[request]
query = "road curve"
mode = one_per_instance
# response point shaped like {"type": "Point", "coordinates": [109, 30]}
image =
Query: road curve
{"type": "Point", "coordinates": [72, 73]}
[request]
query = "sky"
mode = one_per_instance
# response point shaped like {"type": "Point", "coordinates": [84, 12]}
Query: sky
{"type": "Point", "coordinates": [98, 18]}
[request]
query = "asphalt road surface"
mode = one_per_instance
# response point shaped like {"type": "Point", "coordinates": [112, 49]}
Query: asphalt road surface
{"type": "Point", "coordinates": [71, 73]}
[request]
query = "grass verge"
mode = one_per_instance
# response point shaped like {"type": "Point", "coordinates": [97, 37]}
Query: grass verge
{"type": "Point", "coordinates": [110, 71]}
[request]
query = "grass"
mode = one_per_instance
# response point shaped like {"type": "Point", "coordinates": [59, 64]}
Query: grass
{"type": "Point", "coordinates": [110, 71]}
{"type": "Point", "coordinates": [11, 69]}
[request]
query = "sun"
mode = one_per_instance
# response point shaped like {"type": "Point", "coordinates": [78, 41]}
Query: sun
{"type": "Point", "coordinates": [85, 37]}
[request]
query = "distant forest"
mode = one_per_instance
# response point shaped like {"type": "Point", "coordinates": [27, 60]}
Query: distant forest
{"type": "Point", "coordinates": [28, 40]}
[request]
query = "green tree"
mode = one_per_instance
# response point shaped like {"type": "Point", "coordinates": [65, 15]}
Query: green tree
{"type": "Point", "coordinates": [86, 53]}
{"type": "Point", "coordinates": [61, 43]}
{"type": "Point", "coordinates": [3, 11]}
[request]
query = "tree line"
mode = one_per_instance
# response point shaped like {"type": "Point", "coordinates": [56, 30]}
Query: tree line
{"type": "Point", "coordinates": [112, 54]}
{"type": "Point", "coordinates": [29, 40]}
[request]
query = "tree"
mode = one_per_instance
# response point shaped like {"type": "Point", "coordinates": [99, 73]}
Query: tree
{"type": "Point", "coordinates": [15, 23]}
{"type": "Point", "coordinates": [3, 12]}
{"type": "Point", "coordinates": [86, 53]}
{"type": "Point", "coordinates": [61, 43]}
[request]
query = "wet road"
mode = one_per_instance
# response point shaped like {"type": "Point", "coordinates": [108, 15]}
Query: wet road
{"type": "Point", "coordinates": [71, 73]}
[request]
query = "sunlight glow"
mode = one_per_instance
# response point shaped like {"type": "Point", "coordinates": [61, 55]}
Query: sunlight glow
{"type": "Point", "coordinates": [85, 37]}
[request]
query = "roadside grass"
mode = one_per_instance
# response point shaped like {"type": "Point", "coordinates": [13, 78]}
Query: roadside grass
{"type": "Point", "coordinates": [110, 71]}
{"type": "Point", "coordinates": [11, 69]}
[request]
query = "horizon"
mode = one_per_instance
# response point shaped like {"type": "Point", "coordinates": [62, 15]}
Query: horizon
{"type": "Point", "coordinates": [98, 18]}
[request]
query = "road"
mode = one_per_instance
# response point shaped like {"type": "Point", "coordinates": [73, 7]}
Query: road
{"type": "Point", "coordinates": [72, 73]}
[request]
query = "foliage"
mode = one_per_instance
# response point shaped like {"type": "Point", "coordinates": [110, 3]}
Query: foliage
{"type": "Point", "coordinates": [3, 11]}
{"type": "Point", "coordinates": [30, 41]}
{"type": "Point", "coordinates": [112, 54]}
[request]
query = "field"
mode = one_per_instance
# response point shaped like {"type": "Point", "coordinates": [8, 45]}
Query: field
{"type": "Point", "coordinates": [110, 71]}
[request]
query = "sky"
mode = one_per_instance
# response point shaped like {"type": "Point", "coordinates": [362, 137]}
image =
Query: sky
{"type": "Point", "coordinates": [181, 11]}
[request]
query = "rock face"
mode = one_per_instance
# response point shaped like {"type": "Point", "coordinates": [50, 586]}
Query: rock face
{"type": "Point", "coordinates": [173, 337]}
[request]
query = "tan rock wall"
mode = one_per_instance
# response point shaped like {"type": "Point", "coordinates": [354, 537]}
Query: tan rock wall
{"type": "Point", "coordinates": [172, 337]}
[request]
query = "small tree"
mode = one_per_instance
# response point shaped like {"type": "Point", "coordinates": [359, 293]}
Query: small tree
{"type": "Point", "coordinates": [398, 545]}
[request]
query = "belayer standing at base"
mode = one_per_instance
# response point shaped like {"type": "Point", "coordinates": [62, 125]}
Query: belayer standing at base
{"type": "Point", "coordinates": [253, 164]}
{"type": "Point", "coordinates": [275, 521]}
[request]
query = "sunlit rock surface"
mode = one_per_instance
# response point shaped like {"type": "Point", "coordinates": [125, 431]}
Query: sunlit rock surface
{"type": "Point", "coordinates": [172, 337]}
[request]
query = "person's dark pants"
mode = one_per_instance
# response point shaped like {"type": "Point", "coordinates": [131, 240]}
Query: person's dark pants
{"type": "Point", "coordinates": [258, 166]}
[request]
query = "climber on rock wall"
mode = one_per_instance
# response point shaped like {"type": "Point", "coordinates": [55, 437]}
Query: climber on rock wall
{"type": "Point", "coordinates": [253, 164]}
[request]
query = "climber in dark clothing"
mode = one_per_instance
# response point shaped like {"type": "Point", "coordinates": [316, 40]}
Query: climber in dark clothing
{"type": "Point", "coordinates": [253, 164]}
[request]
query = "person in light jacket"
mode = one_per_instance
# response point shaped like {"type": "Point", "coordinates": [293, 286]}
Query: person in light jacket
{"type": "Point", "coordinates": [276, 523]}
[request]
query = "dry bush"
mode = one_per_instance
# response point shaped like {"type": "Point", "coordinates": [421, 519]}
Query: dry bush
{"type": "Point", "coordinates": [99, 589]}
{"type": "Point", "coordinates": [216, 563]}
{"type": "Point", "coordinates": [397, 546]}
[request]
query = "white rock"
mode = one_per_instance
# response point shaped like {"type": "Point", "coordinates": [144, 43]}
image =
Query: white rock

+++

**What to do:** Exactly as written above, copy every line.

**Solution to this exercise:**
[request]
query = "road curve"
mode = one_per_instance
# response point shaped like {"type": "Point", "coordinates": [109, 30]}
image =
Query: road curve
{"type": "Point", "coordinates": [72, 73]}
[request]
query = "sky"
mode = one_per_instance
# response point shaped like {"type": "Point", "coordinates": [84, 12]}
Query: sky
{"type": "Point", "coordinates": [98, 18]}
[request]
query = "asphalt road surface"
mode = one_per_instance
# response point shaped like {"type": "Point", "coordinates": [112, 49]}
Query: asphalt road surface
{"type": "Point", "coordinates": [71, 73]}
[request]
query = "grass verge"
mode = one_per_instance
# response point shaped like {"type": "Point", "coordinates": [97, 37]}
Query: grass verge
{"type": "Point", "coordinates": [110, 71]}
[request]
query = "grass"
mode = one_per_instance
# response point shaped like {"type": "Point", "coordinates": [59, 64]}
Query: grass
{"type": "Point", "coordinates": [110, 71]}
{"type": "Point", "coordinates": [11, 69]}
[request]
query = "sun"
mode = one_per_instance
# response point shaped like {"type": "Point", "coordinates": [78, 41]}
Query: sun
{"type": "Point", "coordinates": [85, 37]}
[request]
query = "distant forest"
mode = one_per_instance
# response point shaped like {"type": "Point", "coordinates": [27, 60]}
Query: distant forest
{"type": "Point", "coordinates": [28, 40]}
[request]
query = "green tree"
mode = one_per_instance
# response point shaped like {"type": "Point", "coordinates": [65, 15]}
Query: green tree
{"type": "Point", "coordinates": [86, 53]}
{"type": "Point", "coordinates": [61, 43]}
{"type": "Point", "coordinates": [3, 11]}
[request]
query = "tree line"
mode = one_per_instance
# response point shaped like {"type": "Point", "coordinates": [56, 30]}
Query: tree line
{"type": "Point", "coordinates": [112, 54]}
{"type": "Point", "coordinates": [29, 40]}
[request]
query = "tree"
mode = one_per_instance
# response point shaped like {"type": "Point", "coordinates": [99, 73]}
Query: tree
{"type": "Point", "coordinates": [15, 23]}
{"type": "Point", "coordinates": [3, 12]}
{"type": "Point", "coordinates": [86, 53]}
{"type": "Point", "coordinates": [61, 43]}
[request]
query = "wet road"
mode = one_per_instance
# response point shaped like {"type": "Point", "coordinates": [108, 15]}
Query: wet road
{"type": "Point", "coordinates": [71, 73]}
[request]
query = "sunlight glow"
mode = one_per_instance
# response point shaped like {"type": "Point", "coordinates": [61, 55]}
Query: sunlight glow
{"type": "Point", "coordinates": [85, 37]}
[request]
query = "roadside grass"
mode = one_per_instance
# response point shaped like {"type": "Point", "coordinates": [13, 78]}
Query: roadside grass
{"type": "Point", "coordinates": [110, 71]}
{"type": "Point", "coordinates": [11, 69]}
[request]
query = "horizon"
mode = one_per_instance
# response point shaped like {"type": "Point", "coordinates": [62, 15]}
Query: horizon
{"type": "Point", "coordinates": [98, 18]}
[request]
query = "road"
mode = one_per_instance
# response point shaped like {"type": "Point", "coordinates": [73, 7]}
Query: road
{"type": "Point", "coordinates": [72, 73]}
[request]
query = "foliage"
mode = one_per_instance
# response point shaped like {"type": "Point", "coordinates": [110, 3]}
Query: foliage
{"type": "Point", "coordinates": [3, 11]}
{"type": "Point", "coordinates": [30, 41]}
{"type": "Point", "coordinates": [112, 54]}
[request]
query = "field"
mode = one_per_instance
# response point shaped like {"type": "Point", "coordinates": [8, 45]}
Query: field
{"type": "Point", "coordinates": [110, 71]}
[request]
query = "sky"
mode = one_per_instance
# response point shaped like {"type": "Point", "coordinates": [362, 137]}
image =
Query: sky
{"type": "Point", "coordinates": [181, 11]}
[request]
query = "rock face"
mode = one_per_instance
# response point shaped like {"type": "Point", "coordinates": [50, 586]}
Query: rock face
{"type": "Point", "coordinates": [173, 337]}
[request]
query = "tan rock wall"
mode = one_per_instance
# response point shaped like {"type": "Point", "coordinates": [354, 537]}
Query: tan rock wall
{"type": "Point", "coordinates": [172, 337]}
[request]
query = "small tree"
mode = one_per_instance
# response point shaped like {"type": "Point", "coordinates": [359, 293]}
Query: small tree
{"type": "Point", "coordinates": [398, 545]}
[request]
query = "belayer standing at base"
mode = one_per_instance
# response point shaped like {"type": "Point", "coordinates": [62, 125]}
Query: belayer standing at base
{"type": "Point", "coordinates": [253, 164]}
{"type": "Point", "coordinates": [275, 521]}
[request]
query = "sunlit rock surface"
mode = one_per_instance
# response point shaped like {"type": "Point", "coordinates": [125, 431]}
Query: sunlit rock surface
{"type": "Point", "coordinates": [172, 337]}
[request]
query = "person's dark pants"
mode = one_per_instance
# response point shaped like {"type": "Point", "coordinates": [131, 240]}
Query: person's dark pants
{"type": "Point", "coordinates": [258, 166]}
[request]
query = "climber on rock wall"
mode = one_per_instance
# response point shaped like {"type": "Point", "coordinates": [55, 437]}
Query: climber on rock wall
{"type": "Point", "coordinates": [253, 164]}
[request]
query = "climber in dark clothing"
mode = one_per_instance
# response point shaped like {"type": "Point", "coordinates": [316, 40]}
Query: climber in dark clothing
{"type": "Point", "coordinates": [253, 164]}
[request]
query = "person in light jacket"
mode = one_per_instance
# response point shaped like {"type": "Point", "coordinates": [293, 286]}
Query: person in light jacket
{"type": "Point", "coordinates": [276, 523]}
[request]
query = "dry bush"
mode = one_per_instance
# response point shaped like {"type": "Point", "coordinates": [421, 519]}
Query: dry bush
{"type": "Point", "coordinates": [99, 589]}
{"type": "Point", "coordinates": [216, 563]}
{"type": "Point", "coordinates": [397, 546]}
[request]
query = "white rock"
mode = one_per_instance
# response point shaped like {"type": "Point", "coordinates": [144, 43]}
image =
Query: white rock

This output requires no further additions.